# Directions for this task
Copy the records below word for word, from their start through the line containing "94 79 201 135", and omit the pictures.

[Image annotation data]
• • • •
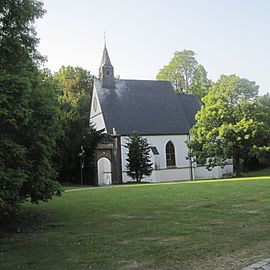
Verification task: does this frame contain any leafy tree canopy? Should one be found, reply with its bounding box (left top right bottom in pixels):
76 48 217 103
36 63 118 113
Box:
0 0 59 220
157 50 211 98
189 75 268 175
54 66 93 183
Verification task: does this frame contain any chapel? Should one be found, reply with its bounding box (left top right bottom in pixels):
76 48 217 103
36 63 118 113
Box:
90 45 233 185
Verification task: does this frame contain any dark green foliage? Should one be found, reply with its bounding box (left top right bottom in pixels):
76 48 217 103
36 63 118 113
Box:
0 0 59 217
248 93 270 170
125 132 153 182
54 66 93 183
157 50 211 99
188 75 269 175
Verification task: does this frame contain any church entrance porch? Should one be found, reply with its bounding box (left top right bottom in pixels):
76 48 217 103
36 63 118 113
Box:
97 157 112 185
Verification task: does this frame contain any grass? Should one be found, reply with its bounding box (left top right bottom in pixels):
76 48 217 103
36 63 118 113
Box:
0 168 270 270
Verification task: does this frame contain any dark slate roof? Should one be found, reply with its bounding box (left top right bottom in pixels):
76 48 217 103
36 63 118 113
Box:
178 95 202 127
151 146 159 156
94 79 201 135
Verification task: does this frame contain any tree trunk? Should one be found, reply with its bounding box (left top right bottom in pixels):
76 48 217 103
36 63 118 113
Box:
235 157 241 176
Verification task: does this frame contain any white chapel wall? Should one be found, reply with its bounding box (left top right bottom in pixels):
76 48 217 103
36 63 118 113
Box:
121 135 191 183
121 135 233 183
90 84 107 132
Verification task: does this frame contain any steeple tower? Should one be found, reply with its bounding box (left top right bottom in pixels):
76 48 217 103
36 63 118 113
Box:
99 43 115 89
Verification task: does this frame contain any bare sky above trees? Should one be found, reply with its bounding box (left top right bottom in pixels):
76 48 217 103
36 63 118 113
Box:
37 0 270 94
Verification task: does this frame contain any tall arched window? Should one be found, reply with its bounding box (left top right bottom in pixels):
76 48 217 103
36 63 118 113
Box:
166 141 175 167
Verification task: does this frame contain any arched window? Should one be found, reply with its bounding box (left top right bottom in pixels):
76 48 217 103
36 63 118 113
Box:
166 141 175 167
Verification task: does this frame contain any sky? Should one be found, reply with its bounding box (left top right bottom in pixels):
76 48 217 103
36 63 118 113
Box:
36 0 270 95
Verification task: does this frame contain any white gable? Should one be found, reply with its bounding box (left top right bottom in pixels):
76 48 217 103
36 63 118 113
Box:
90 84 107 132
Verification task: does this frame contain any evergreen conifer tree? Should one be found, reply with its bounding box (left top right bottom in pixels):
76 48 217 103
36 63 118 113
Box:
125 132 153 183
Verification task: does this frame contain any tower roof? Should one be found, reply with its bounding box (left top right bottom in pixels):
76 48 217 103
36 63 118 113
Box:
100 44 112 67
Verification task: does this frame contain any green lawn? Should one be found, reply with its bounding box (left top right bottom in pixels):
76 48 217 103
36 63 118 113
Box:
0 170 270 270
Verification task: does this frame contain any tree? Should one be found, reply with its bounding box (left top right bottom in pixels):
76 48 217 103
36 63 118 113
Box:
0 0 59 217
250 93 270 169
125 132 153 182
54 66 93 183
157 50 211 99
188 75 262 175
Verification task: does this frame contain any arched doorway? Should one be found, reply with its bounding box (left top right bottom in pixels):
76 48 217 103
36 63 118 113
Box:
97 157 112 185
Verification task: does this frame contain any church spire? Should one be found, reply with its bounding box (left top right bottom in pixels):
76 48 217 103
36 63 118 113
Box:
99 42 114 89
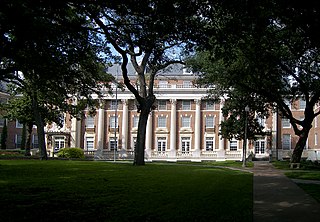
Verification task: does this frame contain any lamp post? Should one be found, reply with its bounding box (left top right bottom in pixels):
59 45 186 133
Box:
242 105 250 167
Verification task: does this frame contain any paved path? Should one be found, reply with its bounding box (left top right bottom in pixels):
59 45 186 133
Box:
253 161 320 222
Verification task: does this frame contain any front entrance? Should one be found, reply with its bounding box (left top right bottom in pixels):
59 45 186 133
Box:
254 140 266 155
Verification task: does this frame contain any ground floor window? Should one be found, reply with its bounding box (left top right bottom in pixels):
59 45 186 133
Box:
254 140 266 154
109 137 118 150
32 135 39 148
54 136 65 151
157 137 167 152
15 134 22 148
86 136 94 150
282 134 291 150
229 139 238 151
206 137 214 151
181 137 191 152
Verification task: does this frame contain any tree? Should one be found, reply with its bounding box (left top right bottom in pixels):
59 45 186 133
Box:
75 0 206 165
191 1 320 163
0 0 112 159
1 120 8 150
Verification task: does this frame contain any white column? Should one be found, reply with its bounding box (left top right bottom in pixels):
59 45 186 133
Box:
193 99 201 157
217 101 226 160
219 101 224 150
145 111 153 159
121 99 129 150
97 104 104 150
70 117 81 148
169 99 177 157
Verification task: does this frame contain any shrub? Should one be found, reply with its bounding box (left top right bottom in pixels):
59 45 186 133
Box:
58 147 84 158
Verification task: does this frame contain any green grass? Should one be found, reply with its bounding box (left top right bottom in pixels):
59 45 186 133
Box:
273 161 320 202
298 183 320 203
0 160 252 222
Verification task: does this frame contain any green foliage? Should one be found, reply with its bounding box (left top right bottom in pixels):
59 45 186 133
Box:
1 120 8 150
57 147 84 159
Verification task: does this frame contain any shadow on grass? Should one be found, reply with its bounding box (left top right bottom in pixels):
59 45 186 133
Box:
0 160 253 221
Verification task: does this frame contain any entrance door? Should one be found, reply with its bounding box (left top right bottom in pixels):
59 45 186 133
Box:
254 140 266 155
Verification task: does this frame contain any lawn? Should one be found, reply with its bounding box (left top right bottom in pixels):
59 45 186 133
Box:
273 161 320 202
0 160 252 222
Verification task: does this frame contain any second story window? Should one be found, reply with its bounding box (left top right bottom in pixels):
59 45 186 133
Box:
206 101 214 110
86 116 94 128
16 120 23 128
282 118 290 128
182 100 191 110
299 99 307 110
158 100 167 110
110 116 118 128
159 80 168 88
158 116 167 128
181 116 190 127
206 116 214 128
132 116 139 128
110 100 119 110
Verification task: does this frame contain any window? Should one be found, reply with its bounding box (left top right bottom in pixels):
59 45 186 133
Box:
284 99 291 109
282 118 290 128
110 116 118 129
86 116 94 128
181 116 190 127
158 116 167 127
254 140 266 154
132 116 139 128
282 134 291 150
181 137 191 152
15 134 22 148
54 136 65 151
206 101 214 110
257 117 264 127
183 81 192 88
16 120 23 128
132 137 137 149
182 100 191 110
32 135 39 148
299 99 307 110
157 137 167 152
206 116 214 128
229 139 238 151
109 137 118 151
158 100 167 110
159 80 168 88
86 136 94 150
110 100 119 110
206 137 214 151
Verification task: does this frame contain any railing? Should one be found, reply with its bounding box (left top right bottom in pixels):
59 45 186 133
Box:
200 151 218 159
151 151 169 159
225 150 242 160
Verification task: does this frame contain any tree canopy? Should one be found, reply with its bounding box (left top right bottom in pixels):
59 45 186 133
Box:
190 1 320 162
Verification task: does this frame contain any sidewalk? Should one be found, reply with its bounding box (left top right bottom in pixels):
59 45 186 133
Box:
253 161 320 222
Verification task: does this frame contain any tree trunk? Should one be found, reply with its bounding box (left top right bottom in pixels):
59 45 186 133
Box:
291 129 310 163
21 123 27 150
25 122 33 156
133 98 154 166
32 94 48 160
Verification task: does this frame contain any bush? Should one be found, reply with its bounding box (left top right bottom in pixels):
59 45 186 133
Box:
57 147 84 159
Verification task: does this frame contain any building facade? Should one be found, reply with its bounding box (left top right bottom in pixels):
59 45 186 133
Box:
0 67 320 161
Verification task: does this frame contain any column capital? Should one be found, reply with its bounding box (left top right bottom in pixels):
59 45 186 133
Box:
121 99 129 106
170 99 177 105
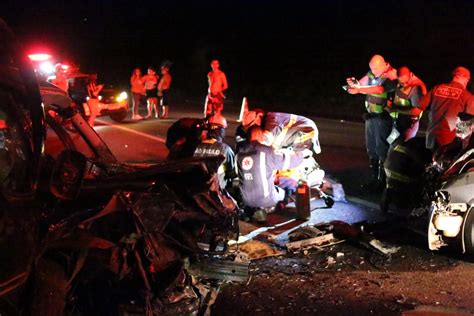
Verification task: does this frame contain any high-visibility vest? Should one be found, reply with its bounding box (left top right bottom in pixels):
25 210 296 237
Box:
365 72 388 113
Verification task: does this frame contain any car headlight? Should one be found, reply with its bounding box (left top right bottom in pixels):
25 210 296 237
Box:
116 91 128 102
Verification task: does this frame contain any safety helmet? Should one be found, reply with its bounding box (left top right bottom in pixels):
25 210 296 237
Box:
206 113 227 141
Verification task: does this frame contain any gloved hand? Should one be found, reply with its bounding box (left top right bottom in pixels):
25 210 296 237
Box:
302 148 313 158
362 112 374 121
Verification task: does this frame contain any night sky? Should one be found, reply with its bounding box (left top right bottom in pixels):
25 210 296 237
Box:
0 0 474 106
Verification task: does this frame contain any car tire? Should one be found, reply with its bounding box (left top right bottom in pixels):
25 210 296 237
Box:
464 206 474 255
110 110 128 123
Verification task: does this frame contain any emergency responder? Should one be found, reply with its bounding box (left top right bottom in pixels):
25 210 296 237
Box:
• • • •
# Exercise response
Verification task: does this frame contain any leafy tree canopy? Should one be found, reply with its bounding box (left top right bottom in pixels):
76 48 217 103
36 63 118 113
Box:
0 0 59 220
157 50 211 98
189 75 268 175
54 66 93 183
Verification task: does this frame contain any chapel? Should one be found, reply with its bounding box (left top right bottom in pixels):
76 48 217 103
36 63 118 113
Box:
90 45 233 185
Verification task: does this frame contain any dark green foliage? Should one be found, reply with its bounding box (left top right bottom in pixels):
76 48 217 103
36 63 118 113
Box:
0 0 59 217
248 93 270 170
125 132 153 182
54 66 93 183
157 50 211 99
188 75 269 175
Verification task: does this frame contain any church entrance porch? Should one be found, reply with its bounding box (left top right bottom in pixels):
76 48 217 103
36 63 118 113
Box:
97 157 112 185
Verification task: does this frame contain any grass? Should one be found, reply with its bounding box (left top right bottom in pixels):
76 48 217 103
36 63 118 113
Box:
0 168 270 270
Verification task: does this frame contain any dark slate roof? Should one be found, reply with its bounding box (left top right bottom in pixels):
76 48 217 103
36 63 118 113
Box:
178 95 202 127
151 146 159 156
94 79 201 135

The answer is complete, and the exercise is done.